Required action:
Your output should be the complete listing, word for word, with no pictures in it.
===
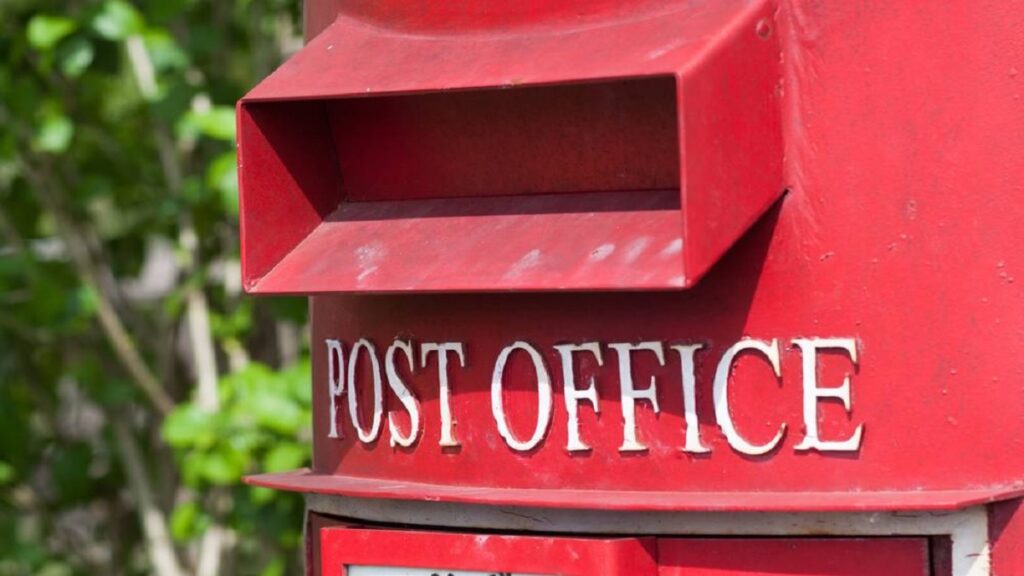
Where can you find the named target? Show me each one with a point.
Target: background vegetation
(137, 384)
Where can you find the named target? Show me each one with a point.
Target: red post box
(651, 287)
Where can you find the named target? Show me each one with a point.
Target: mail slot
(651, 287)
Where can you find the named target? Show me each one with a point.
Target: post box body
(694, 341)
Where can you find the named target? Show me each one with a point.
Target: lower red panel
(363, 551)
(803, 557)
(379, 551)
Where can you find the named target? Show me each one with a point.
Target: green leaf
(274, 410)
(285, 456)
(187, 425)
(7, 472)
(216, 123)
(187, 522)
(223, 467)
(117, 19)
(54, 133)
(222, 175)
(75, 56)
(164, 50)
(46, 31)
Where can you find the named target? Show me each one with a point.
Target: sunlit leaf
(44, 32)
(117, 19)
(76, 55)
(217, 123)
(285, 456)
(54, 133)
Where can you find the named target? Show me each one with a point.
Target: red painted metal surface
(770, 557)
(341, 547)
(902, 128)
(1006, 531)
(601, 117)
(344, 546)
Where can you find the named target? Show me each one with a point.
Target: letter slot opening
(590, 177)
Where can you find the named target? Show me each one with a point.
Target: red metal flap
(838, 500)
(627, 153)
(344, 550)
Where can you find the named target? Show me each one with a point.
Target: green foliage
(117, 129)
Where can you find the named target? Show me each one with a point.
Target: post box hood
(613, 150)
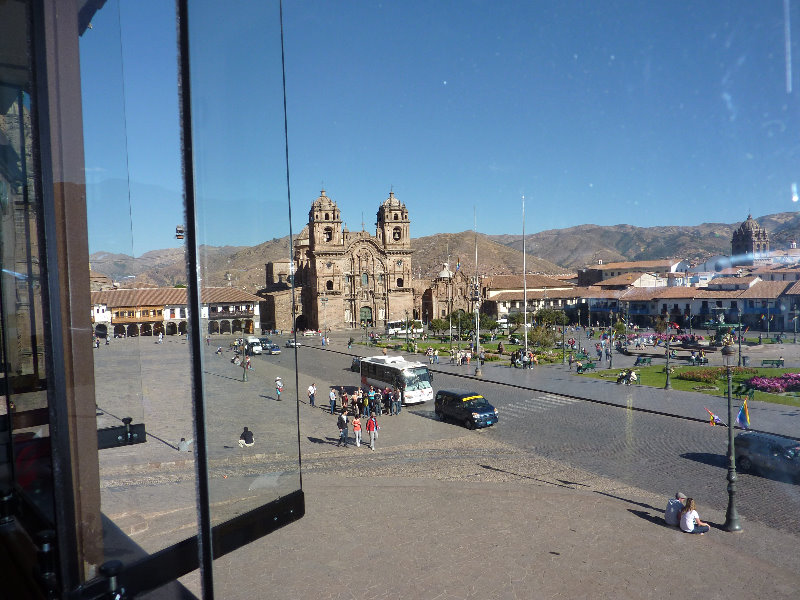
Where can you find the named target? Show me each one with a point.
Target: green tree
(487, 323)
(515, 322)
(550, 316)
(438, 325)
(660, 325)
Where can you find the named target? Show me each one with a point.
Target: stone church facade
(348, 279)
(750, 244)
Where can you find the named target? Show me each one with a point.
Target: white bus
(413, 378)
(399, 328)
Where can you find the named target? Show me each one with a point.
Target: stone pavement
(429, 516)
(386, 538)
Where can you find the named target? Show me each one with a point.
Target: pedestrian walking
(246, 439)
(341, 423)
(372, 429)
(312, 393)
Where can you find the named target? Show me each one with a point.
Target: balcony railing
(236, 314)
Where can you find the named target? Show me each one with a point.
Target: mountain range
(551, 252)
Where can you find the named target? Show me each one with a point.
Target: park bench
(774, 362)
(698, 360)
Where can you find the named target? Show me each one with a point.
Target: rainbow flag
(715, 420)
(743, 418)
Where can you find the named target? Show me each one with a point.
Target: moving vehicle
(412, 378)
(399, 328)
(469, 408)
(768, 454)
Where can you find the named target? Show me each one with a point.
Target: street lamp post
(739, 312)
(407, 324)
(611, 343)
(731, 515)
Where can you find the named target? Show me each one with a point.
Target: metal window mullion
(205, 544)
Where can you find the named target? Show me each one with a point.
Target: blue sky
(649, 114)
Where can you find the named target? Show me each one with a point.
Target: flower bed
(710, 375)
(788, 382)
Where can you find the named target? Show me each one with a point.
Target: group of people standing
(359, 402)
(371, 426)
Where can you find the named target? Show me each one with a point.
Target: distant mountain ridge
(549, 252)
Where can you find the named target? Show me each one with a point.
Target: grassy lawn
(655, 377)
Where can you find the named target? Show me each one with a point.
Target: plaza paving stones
(435, 512)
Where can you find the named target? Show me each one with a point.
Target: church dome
(392, 201)
(445, 273)
(323, 202)
(749, 225)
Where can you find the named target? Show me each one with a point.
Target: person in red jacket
(372, 428)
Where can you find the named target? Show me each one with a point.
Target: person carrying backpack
(372, 428)
(341, 423)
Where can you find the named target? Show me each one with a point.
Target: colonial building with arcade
(344, 278)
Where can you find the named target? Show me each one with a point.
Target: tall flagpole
(524, 281)
(450, 298)
(476, 300)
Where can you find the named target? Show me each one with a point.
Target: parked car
(470, 408)
(768, 454)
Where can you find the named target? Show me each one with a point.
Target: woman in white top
(690, 520)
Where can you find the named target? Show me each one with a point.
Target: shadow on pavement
(655, 520)
(714, 460)
(520, 475)
(427, 414)
(642, 504)
(321, 441)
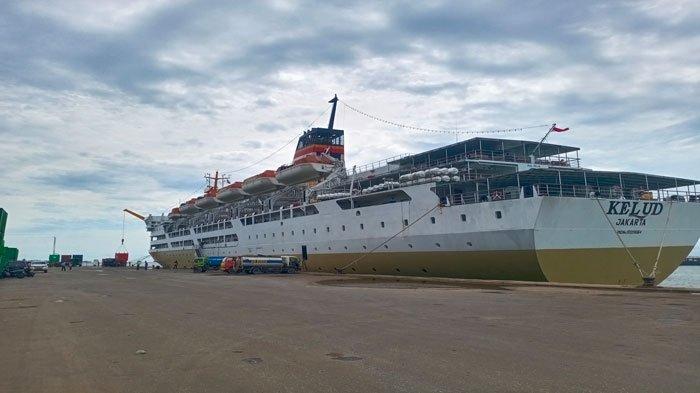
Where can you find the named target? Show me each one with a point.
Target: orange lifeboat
(261, 183)
(231, 193)
(304, 169)
(208, 200)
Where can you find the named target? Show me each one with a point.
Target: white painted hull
(228, 195)
(539, 238)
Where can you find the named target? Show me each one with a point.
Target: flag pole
(532, 155)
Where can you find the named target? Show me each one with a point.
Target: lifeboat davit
(261, 183)
(174, 213)
(305, 169)
(231, 193)
(189, 207)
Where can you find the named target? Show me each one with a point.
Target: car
(39, 265)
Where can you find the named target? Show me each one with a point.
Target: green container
(3, 223)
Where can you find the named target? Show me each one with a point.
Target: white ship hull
(557, 239)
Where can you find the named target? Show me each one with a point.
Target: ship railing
(575, 191)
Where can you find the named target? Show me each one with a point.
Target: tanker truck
(259, 264)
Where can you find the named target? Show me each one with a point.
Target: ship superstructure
(480, 208)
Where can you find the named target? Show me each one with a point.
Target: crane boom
(133, 213)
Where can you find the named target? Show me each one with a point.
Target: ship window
(374, 199)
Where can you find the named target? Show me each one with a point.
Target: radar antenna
(333, 101)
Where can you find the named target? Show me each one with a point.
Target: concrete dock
(85, 331)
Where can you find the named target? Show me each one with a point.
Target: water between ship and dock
(684, 277)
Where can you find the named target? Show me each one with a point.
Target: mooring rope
(354, 261)
(634, 260)
(423, 129)
(663, 239)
===
Output for this task:
Where can you find the named target? Show me each one with a point.
Target: background vegetation
(137, 384)
Where can you find the named target? Show me each one with a point.
Target: red post box
(651, 287)
Where can you find the named target? Show me each one with a point.
Target: mail slot
(651, 287)
Where can you find the named target? Show me each one with a point.
Target: post box body
(694, 341)
Where can you find the named target? Show me each one with a point.
Target: lower red panel
(363, 551)
(803, 557)
(379, 551)
Where can you find the named target? Show me each one with a point.
Target: green leaf
(274, 410)
(285, 456)
(187, 425)
(7, 472)
(216, 123)
(187, 522)
(223, 467)
(117, 19)
(54, 133)
(222, 175)
(75, 56)
(164, 50)
(46, 31)
Where can you find the named target? Show me each one with a point.
Target: sunlit leaf
(44, 32)
(117, 19)
(76, 55)
(217, 123)
(285, 456)
(54, 133)
Where can you find the named target? Show me each one with a point.
Target: red painted metal surface
(770, 557)
(341, 547)
(902, 128)
(1006, 531)
(601, 117)
(344, 546)
Where can you find the named target? Show me each one with a point.
Target: letter slot opening
(590, 177)
Where can you find the named target? Show me each one with a point.
Target: red metal flap
(838, 500)
(627, 153)
(344, 550)
Where can you find the named target? Show me each one with a point.
Target: green foliage
(117, 129)
Where can you find the named target? Show me each one with a point.
Target: post box hood
(613, 150)
Where can you find the named target? Show me each one with a point.
Target: green tree
(487, 323)
(515, 322)
(550, 316)
(438, 325)
(660, 325)
Where can you find the named target? Show me each one with a point.
Target: stone church facade
(348, 279)
(750, 244)
Where can you find the named target? Show me each one with a point.
Target: white bus
(413, 378)
(399, 328)
Where can you find the named target? Show me each one with a point.
Target: stone pavement
(429, 516)
(386, 538)
Where can you find the named target? Show me each one with a point.
Target: pedestrian walking
(246, 439)
(341, 423)
(372, 429)
(312, 393)
Where can you find the named target? Show me each one with a point.
Target: balcony railing
(236, 314)
Where can you find the named target? Show me each one with a point.
Target: mountain range
(551, 252)
Where can you find the named target? Show me each one with a point.
Target: park bench
(774, 362)
(698, 360)
Where can you find the named target? Show me each one with a point.
Target: rainbow flag
(715, 420)
(743, 418)
Where can you find the named target? Show me each one with a point.
Target: moving vehicle
(412, 378)
(399, 328)
(469, 408)
(768, 454)
Where can you find the named target? Show me each one with a point.
Target: street lamp post
(739, 312)
(407, 324)
(611, 343)
(731, 515)
Where can you find the named target? Show me each one with a point.
Target: metal window mullion
(205, 544)
Where can you find the named target? Show me each one with a point.
Target: blue sky
(649, 114)
Where can you find the named target? Show me each one with a point.
Target: flower bed
(710, 375)
(788, 382)
Where can you find the named target? Show me each one with a point.
Target: group of people standing
(359, 402)
(371, 426)
Where can you find the named target? Show me each one with a point.
Target: distant mountain ridge
(549, 252)
Where can you find the named target? Show me each one with a point.
Target: grassy lawn
(655, 377)
Where can you find the named target? Show me each one with a point.
Target: plaza paving stones
(435, 512)
Where can you find the named target? Show me each one with a point.
Target: church dome
(392, 201)
(445, 273)
(323, 202)
(749, 225)
Where can you find the named target? Show me each one with a point.
Target: person in red jacket
(372, 428)
Where can you find the named target? Show me each one with a point.
Target: person carrying backpack
(372, 428)
(341, 423)
Where can you find the named target? Show me each one with a point.
Target: colonial building with arcade
(344, 278)
Where can you find the named target? Show me each one with a point.
Target: tall flagpole
(524, 281)
(450, 298)
(476, 300)
Where can you find the named target? Show me each one with a point.
Target: parked car
(470, 408)
(768, 454)
Where can you find the named target? Show me each one with a point.
Target: woman in white top
(690, 520)
Where can you find the named target? Show me each one with a point.
Target: shadow on pavement
(655, 520)
(714, 460)
(520, 475)
(427, 414)
(642, 504)
(321, 441)
Where can you find the named target? Show me each one with a point.
Target: orange lifeboat
(261, 183)
(231, 193)
(304, 169)
(208, 200)
Where can you find the named target? Show me each one with a point.
Target: white painted hull
(228, 195)
(539, 238)
Where can you find the named target? Show me each one with a point.
Target: flag pole
(532, 155)
Where can you find the named target? Show me each one with a point.
Target: lifeboat davit
(261, 183)
(174, 213)
(305, 169)
(231, 193)
(189, 207)
Where can you find the named target? Show me each one with a point.
Target: car
(39, 265)
Where can you find the named target? Show me each one with a point.
Target: green container
(3, 223)
Where can you find the named target? Show me each one with a point.
Target: white ship hull
(557, 239)
Where can you find the named target? Show me each one with a point.
Target: ship railing
(575, 191)
Where can you find the named target? Show me each one with a point.
Target: tanker truck
(259, 264)
Where can you find the named target? Show me each one with a point.
Target: ship superstructure
(480, 208)
Where can you find the named target? Show me each one with a point.
Target: crane boom
(133, 213)
Where can you find the named target? Show me each one with a point.
Target: ship window
(374, 199)
Where can you find the named target? Show me each one with a point.
Target: radar antenna
(333, 101)
Where can you find the named target? Show me each one with a point.
Target: concrete dock
(85, 331)
Where can you find the named target? Show me each one with a point.
Target: water between ship and dock
(684, 277)
Where can you find the named target? Show me each one with a point.
Target: mooring rope
(354, 261)
(634, 260)
(423, 129)
(663, 239)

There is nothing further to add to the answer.